*Material provided*.

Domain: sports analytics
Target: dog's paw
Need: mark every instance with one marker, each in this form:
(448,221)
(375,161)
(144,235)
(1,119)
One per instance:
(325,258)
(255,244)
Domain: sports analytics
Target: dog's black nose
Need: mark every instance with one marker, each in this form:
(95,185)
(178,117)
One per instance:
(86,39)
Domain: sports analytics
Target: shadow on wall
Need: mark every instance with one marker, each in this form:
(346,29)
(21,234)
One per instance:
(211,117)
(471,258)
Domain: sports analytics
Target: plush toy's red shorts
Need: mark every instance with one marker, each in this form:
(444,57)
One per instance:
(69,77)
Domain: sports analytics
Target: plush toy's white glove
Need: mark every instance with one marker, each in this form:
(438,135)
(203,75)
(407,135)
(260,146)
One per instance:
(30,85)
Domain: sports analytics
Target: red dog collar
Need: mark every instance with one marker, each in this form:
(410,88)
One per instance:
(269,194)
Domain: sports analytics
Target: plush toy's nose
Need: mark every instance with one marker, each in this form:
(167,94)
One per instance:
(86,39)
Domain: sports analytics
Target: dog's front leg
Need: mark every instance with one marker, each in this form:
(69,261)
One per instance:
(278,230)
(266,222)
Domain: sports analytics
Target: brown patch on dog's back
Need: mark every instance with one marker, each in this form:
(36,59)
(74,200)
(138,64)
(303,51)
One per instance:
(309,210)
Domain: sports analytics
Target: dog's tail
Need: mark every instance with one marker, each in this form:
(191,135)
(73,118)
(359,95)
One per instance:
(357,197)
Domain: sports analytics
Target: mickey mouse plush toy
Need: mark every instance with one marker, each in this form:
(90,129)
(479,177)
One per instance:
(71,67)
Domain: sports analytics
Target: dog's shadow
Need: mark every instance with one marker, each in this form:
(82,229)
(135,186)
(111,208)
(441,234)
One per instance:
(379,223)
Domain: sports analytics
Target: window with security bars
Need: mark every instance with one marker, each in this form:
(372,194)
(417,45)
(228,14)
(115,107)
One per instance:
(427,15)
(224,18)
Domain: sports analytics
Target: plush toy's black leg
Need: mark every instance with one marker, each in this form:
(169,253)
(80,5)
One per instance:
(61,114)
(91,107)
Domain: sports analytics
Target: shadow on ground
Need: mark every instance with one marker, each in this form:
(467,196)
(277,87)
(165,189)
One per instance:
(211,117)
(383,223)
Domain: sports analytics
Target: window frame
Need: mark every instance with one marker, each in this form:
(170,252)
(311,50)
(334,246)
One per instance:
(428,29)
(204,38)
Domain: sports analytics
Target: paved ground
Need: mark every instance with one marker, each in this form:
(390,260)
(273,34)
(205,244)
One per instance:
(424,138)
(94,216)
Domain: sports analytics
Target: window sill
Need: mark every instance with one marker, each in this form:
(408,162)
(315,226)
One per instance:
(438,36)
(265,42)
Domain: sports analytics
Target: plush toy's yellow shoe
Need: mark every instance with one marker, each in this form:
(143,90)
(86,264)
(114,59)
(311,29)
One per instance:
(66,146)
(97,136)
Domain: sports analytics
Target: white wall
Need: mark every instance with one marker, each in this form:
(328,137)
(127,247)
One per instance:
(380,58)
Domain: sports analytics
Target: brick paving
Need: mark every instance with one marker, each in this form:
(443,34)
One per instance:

*Action item*.
What is needed is every line of the records that contains the word "plush".

*The completed task*.
Target: plush toy's red shorts
Target: plush toy's white glove
Target: plush toy's nose
Target: mickey mouse plush toy
Target: plush toy's black leg
Target: plush toy's yellow shoe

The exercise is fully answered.